[Start of Attachment]

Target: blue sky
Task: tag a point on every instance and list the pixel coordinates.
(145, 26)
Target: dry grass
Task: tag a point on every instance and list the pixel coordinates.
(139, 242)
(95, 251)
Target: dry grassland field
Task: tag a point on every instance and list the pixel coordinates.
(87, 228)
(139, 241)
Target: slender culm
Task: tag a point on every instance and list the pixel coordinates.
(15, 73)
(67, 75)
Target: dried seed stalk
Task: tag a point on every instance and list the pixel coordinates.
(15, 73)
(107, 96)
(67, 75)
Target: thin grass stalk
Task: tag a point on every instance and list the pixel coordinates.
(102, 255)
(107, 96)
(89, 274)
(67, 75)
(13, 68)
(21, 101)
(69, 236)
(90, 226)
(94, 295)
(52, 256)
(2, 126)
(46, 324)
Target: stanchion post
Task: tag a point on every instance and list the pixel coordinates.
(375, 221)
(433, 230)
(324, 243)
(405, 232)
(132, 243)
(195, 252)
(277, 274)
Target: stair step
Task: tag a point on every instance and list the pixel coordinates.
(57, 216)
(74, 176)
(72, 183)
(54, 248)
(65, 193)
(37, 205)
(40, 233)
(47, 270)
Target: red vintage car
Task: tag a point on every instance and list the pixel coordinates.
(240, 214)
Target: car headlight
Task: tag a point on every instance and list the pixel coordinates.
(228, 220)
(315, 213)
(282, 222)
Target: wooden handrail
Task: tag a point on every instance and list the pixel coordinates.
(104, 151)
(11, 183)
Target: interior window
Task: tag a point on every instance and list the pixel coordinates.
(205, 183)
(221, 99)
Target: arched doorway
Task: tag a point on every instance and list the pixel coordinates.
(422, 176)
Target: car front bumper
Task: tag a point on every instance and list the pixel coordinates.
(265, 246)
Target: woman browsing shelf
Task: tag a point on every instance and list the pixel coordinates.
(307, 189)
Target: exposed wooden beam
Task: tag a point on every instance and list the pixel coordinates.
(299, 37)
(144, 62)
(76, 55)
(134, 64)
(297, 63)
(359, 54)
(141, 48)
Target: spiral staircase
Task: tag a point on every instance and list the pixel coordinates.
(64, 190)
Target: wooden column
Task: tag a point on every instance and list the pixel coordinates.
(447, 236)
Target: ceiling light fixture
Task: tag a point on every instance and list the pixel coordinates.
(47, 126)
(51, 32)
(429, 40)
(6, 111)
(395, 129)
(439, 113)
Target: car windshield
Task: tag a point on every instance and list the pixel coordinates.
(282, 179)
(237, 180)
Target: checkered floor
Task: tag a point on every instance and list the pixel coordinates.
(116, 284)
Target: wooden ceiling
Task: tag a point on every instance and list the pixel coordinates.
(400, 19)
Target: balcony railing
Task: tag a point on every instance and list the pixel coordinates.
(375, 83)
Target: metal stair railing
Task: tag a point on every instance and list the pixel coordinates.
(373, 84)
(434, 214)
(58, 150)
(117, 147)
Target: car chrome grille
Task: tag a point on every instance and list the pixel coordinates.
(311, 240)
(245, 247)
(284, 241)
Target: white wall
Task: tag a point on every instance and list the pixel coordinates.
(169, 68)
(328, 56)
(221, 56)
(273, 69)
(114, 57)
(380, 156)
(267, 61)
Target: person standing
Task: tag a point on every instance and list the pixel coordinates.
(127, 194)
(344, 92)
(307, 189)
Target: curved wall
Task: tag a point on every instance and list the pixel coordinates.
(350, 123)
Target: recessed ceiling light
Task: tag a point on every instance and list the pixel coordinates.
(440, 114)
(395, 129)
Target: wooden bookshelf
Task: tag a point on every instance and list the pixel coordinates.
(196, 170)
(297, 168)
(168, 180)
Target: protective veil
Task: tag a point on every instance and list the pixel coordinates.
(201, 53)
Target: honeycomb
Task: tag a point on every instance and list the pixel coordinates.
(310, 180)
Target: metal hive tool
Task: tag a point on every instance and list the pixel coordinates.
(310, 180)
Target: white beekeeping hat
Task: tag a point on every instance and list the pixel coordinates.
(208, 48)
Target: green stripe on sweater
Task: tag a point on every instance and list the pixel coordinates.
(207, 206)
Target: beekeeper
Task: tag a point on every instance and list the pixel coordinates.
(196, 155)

[End of Attachment]
[Start of Attachment]

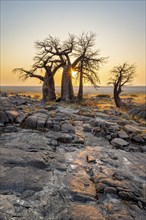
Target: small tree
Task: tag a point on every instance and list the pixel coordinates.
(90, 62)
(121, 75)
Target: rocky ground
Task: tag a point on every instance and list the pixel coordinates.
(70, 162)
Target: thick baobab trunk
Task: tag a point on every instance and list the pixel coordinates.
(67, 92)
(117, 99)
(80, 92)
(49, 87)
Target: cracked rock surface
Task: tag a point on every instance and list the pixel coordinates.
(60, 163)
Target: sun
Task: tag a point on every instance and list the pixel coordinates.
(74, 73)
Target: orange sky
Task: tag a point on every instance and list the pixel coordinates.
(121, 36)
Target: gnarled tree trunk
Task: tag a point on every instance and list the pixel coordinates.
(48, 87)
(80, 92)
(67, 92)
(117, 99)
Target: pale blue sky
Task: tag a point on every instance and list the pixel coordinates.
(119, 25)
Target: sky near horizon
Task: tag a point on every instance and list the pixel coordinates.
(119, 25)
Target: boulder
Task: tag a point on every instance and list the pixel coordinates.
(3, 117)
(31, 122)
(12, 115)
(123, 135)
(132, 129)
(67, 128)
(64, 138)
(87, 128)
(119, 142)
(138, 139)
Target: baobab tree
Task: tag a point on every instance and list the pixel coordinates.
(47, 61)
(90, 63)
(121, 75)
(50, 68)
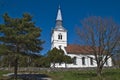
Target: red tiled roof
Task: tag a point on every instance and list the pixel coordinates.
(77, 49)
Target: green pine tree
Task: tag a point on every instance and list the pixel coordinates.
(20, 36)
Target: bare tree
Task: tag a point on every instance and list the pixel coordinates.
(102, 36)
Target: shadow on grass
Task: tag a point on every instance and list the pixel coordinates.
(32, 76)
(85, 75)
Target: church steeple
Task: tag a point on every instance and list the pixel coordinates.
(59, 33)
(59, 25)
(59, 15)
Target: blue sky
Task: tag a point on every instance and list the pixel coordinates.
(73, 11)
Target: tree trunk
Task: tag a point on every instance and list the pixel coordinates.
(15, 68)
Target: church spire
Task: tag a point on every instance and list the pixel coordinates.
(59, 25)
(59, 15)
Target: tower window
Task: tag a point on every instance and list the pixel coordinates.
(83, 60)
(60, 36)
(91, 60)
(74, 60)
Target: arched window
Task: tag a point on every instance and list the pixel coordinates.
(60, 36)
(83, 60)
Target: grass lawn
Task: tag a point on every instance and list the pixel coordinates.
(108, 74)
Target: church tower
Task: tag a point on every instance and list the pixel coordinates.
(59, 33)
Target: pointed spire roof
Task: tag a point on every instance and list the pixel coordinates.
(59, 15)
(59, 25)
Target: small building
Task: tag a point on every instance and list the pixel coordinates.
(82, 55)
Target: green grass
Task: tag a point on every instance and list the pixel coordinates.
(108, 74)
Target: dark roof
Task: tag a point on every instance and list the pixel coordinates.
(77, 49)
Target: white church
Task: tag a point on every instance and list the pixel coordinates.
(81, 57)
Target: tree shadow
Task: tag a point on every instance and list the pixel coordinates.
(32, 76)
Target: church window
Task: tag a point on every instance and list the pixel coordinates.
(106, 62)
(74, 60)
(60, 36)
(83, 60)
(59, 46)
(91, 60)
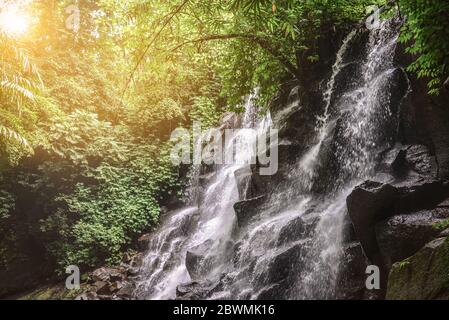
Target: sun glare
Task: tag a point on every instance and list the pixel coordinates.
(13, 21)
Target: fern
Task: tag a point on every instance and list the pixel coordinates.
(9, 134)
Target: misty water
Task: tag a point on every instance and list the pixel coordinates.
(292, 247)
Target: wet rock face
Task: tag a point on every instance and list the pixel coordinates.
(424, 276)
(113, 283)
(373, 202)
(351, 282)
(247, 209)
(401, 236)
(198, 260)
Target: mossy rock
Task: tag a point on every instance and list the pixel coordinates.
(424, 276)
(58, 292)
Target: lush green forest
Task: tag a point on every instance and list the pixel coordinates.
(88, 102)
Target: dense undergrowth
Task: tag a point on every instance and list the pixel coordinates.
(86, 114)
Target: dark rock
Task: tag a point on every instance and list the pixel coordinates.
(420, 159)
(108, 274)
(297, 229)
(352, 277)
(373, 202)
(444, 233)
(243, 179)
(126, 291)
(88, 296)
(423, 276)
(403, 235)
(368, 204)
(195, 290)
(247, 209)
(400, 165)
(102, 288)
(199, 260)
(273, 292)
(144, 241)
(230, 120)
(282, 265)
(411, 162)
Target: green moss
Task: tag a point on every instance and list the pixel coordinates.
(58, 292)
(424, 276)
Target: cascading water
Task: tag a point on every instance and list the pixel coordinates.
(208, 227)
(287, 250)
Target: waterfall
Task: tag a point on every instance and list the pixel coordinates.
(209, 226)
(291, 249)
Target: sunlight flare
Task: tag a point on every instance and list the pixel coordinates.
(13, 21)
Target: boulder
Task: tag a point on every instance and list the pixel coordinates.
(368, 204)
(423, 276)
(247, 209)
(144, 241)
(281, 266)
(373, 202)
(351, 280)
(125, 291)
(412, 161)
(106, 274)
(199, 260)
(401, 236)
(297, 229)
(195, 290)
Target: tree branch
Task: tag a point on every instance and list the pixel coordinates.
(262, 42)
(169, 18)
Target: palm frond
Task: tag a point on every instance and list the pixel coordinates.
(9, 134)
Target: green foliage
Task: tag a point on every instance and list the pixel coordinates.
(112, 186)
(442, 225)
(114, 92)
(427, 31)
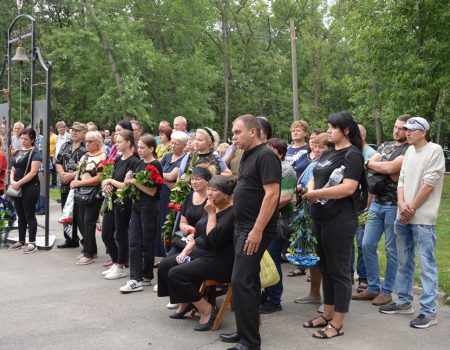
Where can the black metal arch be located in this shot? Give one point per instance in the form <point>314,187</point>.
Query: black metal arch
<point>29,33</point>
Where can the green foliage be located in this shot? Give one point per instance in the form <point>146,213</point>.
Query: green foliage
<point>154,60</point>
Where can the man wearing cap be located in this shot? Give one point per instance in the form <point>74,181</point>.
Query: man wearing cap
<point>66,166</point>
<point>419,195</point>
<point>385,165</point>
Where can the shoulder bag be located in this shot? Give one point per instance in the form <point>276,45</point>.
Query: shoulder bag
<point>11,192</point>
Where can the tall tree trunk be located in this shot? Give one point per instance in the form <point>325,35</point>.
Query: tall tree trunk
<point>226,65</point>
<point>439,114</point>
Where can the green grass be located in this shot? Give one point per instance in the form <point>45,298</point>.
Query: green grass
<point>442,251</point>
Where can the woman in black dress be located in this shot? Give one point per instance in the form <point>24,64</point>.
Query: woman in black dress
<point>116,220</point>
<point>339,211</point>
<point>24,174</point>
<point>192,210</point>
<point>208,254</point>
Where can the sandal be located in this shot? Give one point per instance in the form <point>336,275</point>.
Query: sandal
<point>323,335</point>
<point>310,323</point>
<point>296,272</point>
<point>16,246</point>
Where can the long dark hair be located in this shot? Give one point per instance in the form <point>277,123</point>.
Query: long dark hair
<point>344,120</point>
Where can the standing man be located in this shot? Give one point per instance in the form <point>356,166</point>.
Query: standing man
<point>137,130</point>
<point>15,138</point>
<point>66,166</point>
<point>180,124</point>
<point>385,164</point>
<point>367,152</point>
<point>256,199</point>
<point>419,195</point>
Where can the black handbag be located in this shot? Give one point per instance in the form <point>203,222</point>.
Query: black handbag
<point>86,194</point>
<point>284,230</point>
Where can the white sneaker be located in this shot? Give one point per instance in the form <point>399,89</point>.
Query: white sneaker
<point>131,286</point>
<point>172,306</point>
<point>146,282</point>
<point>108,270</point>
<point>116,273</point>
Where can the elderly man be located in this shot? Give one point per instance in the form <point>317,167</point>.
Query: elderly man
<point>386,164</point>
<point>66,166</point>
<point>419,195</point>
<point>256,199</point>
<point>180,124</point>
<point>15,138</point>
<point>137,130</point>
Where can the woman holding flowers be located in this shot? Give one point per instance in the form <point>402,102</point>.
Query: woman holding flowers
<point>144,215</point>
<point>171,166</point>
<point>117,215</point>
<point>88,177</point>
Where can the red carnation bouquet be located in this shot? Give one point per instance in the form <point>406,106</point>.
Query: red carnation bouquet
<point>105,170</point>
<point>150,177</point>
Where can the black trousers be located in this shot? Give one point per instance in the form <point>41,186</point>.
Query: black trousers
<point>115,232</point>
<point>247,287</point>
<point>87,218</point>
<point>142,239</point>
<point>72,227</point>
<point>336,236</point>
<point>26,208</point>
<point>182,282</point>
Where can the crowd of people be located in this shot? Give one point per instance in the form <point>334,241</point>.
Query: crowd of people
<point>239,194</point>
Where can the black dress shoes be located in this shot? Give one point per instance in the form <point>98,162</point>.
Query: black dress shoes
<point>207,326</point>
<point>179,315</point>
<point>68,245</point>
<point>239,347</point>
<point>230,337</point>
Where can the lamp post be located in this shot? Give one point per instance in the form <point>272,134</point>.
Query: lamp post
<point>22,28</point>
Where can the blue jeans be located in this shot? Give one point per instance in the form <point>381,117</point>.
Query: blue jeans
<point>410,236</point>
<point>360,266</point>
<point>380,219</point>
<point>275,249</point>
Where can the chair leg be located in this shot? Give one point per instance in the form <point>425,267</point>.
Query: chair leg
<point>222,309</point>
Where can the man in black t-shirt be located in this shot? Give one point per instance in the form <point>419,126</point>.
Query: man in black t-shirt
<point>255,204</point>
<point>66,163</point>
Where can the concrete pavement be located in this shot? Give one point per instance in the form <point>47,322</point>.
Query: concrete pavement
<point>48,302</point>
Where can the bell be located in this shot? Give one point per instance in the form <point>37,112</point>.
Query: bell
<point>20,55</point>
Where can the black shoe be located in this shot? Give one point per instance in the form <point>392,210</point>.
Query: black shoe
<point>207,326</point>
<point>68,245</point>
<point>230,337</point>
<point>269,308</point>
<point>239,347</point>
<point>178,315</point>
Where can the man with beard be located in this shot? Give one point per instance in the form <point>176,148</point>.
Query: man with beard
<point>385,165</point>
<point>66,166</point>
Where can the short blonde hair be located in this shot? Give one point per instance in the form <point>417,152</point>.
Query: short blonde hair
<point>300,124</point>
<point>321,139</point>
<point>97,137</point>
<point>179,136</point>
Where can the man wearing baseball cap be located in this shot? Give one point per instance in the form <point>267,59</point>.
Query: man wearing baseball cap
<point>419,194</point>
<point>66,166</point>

[End of Attachment]
[Start of Attachment]

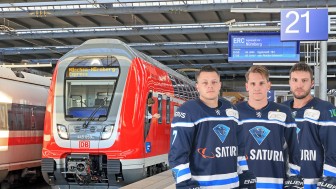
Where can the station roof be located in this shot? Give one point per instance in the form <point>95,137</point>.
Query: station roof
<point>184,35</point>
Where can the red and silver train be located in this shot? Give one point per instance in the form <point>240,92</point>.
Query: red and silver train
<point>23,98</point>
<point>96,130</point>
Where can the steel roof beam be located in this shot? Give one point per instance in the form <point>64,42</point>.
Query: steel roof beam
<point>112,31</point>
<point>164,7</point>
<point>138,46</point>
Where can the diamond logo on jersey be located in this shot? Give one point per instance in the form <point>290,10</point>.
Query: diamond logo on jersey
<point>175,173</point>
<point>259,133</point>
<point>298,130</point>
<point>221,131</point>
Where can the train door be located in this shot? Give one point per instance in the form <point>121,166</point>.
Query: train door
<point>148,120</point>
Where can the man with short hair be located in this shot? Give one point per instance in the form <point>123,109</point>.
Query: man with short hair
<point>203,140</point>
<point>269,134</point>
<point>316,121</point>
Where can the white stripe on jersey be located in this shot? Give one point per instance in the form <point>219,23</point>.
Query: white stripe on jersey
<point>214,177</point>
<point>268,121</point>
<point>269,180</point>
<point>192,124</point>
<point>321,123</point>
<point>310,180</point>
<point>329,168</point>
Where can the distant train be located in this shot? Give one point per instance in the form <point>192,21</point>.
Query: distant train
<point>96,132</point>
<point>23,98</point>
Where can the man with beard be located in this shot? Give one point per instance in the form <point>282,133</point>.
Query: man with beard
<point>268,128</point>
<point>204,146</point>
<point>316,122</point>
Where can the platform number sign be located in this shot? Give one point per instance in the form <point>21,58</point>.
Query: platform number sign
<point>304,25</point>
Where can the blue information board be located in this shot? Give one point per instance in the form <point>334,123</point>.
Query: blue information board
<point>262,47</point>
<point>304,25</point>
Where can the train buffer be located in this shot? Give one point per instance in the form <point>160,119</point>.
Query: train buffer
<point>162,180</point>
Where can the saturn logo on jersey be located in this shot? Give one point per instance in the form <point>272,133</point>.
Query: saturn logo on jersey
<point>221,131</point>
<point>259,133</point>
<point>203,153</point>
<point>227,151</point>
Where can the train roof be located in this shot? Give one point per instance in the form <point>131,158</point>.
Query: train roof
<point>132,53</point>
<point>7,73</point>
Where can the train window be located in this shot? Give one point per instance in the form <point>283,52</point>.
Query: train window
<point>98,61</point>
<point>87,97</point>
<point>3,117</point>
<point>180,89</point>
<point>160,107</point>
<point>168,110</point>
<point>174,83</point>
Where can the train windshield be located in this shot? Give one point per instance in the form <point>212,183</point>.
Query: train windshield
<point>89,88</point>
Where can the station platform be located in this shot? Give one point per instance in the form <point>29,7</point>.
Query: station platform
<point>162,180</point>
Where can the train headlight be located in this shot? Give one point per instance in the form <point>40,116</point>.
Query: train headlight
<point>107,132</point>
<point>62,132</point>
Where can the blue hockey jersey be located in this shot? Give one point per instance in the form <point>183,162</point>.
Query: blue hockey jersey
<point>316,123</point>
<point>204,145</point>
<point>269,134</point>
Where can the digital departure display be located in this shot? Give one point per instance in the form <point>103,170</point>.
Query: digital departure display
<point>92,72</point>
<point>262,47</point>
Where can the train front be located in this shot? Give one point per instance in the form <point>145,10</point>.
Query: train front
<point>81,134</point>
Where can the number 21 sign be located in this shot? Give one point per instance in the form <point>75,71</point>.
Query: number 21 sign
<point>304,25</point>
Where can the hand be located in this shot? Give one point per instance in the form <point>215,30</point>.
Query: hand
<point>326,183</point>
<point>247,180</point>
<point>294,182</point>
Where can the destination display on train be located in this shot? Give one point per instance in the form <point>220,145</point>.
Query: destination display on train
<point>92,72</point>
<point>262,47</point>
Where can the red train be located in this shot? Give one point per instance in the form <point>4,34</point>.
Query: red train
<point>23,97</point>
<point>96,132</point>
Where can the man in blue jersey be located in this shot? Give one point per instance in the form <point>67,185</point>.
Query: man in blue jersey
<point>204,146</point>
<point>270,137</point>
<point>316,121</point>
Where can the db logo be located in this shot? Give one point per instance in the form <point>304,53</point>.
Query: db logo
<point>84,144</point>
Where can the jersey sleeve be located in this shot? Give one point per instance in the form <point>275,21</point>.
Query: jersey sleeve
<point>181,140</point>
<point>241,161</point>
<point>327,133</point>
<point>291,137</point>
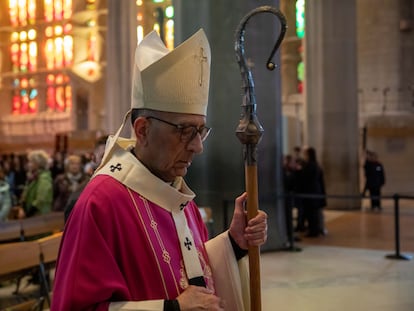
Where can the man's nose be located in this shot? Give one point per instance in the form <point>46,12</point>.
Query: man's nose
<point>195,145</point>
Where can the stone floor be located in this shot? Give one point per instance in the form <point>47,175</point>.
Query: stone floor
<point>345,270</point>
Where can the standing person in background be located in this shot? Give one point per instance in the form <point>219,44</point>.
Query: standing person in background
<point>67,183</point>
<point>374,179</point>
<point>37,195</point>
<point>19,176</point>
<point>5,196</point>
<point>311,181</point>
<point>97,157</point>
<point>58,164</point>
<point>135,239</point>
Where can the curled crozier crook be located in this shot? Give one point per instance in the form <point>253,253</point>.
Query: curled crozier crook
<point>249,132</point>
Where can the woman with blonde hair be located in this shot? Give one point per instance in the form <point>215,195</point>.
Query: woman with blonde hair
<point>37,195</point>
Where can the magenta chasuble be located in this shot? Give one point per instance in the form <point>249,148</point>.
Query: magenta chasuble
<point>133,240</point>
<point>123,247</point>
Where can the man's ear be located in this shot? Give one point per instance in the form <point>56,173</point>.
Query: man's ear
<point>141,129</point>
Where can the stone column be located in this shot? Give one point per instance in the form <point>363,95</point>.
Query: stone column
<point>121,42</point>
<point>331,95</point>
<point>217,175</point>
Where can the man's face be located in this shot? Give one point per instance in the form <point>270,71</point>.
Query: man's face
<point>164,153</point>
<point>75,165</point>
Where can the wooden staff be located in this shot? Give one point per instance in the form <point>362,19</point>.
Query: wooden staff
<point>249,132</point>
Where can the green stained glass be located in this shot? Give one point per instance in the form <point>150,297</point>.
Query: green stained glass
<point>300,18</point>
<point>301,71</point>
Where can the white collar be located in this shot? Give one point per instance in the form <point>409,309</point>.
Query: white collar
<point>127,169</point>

[End of Attachment]

The expected answer is every line in the data above that carries the string "wall".

> [Reply]
Target: white wall
Target: curved wall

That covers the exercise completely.